Exercise directions: Go to the line holding "Target: water" in the entries below and write out exactly every line down to and including the line holding "indicate the duck tail, one dot per instance".

Data for analysis:
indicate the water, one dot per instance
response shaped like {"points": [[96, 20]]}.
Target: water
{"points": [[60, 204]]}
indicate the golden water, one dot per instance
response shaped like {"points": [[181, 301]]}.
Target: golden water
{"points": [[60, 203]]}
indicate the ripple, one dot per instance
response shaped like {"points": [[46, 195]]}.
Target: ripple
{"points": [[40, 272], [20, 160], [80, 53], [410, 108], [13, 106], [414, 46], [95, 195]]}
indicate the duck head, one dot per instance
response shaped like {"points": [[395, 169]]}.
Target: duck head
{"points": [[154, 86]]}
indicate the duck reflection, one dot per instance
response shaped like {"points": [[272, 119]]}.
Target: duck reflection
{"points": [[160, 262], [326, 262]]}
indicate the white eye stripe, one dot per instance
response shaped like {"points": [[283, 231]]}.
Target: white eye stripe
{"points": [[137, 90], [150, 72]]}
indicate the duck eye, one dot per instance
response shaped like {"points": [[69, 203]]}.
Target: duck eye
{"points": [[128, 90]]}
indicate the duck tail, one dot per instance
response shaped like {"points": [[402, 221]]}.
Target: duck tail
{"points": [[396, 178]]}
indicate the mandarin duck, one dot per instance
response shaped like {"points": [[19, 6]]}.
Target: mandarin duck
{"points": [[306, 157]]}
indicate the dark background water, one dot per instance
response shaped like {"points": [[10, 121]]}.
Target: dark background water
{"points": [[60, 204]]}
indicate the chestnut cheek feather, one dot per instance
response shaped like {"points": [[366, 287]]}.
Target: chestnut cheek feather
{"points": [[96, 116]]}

Result below:
Target: water
{"points": [[60, 204]]}
indicate the golden water, one dot per instance
response shaped like {"points": [[181, 301]]}.
Target: golden water
{"points": [[60, 203]]}
indicate the ripple, one dot per instance
response shaped like {"points": [[46, 195]]}.
Target: ripple
{"points": [[40, 272], [20, 160], [80, 53], [410, 108], [13, 106], [414, 46], [95, 195]]}
indicate the duck head, one dot per instance
response shaped like {"points": [[395, 169]]}.
Target: duck head
{"points": [[154, 86]]}
indicate the duck reflection, one dot per instance
response shaped like {"points": [[272, 119]]}.
Target: duck reflection
{"points": [[160, 262], [326, 262]]}
indicate the white eye stripe, one dot per instance
response shaped like {"points": [[283, 231]]}.
Target: white eye stripe
{"points": [[137, 90], [150, 72]]}
indicate the duck eye, one dot per instance
response shaped like {"points": [[69, 203]]}.
Target: duck eye
{"points": [[128, 90]]}
indicate the duck tail, one dot per instance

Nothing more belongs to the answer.